**What you will do**
Copy the lines below that contain "tags".

[Source data Boundary: Start]

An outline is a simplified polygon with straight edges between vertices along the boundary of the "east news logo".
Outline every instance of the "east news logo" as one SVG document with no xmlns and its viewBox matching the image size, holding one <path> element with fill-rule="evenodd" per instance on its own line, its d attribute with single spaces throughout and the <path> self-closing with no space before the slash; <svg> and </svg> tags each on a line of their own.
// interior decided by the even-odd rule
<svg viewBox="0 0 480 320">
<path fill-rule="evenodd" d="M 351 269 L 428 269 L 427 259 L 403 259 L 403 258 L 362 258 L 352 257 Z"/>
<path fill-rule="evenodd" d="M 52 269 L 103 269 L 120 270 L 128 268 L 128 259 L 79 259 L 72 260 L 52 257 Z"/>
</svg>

[Source data Boundary: End]
[Source data Boundary: Start]

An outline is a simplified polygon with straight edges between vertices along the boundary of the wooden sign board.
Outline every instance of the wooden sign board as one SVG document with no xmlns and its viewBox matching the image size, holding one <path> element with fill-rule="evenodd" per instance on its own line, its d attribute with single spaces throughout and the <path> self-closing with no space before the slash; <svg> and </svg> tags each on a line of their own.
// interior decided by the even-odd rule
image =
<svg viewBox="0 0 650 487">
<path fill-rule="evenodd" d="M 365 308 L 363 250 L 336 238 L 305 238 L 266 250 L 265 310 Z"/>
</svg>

[Source data Boundary: End]

**The answer**
Outline every instance of the "east news logo" as one SVG document with no xmlns and its viewBox matching the image size, holding one <path> element with fill-rule="evenodd" per instance on its own line, its d attribute with single spaces throughout and the <path> self-closing with no space before the slash; <svg> and </svg> tags each on a line of their own.
Outline every instance of the wooden sign board as one SVG document with no xmlns and its viewBox matching the image size, holding one <path> element with fill-rule="evenodd" per instance on its own line, its d attribute with single spaces throughout and the <path> self-closing with no space before the slash; <svg> and </svg> tags each on a line of their own.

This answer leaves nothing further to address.